*Exercise*
Within the listing below, locate all lines containing the word "Query". Copy each one.

*Task data*
= = = = =

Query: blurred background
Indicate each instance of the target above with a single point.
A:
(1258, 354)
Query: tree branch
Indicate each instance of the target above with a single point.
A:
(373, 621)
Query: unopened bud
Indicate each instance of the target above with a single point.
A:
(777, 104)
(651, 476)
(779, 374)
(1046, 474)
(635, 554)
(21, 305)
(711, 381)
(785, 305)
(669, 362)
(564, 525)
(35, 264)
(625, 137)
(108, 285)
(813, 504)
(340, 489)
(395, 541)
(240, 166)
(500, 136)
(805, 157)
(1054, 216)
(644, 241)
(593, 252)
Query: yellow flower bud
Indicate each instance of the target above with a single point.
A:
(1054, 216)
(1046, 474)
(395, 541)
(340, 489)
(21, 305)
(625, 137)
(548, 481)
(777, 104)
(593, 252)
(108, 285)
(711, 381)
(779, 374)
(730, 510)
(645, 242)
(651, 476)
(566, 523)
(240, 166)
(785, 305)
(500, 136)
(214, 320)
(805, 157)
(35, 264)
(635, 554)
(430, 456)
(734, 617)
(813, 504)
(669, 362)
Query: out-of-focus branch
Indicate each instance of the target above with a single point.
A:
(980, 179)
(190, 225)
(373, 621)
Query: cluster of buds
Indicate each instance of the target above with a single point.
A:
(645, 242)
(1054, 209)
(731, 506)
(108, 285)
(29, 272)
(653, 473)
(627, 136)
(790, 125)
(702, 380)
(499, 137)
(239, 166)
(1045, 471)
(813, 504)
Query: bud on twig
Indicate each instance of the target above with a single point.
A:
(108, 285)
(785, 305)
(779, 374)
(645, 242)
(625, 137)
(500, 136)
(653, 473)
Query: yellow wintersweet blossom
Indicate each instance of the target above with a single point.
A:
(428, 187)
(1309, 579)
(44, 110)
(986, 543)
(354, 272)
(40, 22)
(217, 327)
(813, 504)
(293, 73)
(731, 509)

= = = = =

*Output below*
Query: blurred background
Query: tree branch
Query: unopened bud
Query: yellow flower bud
Query: out-of-focus branch
Query: cluster of buds
Query: bud on twig
Query: yellow wintersweet blossom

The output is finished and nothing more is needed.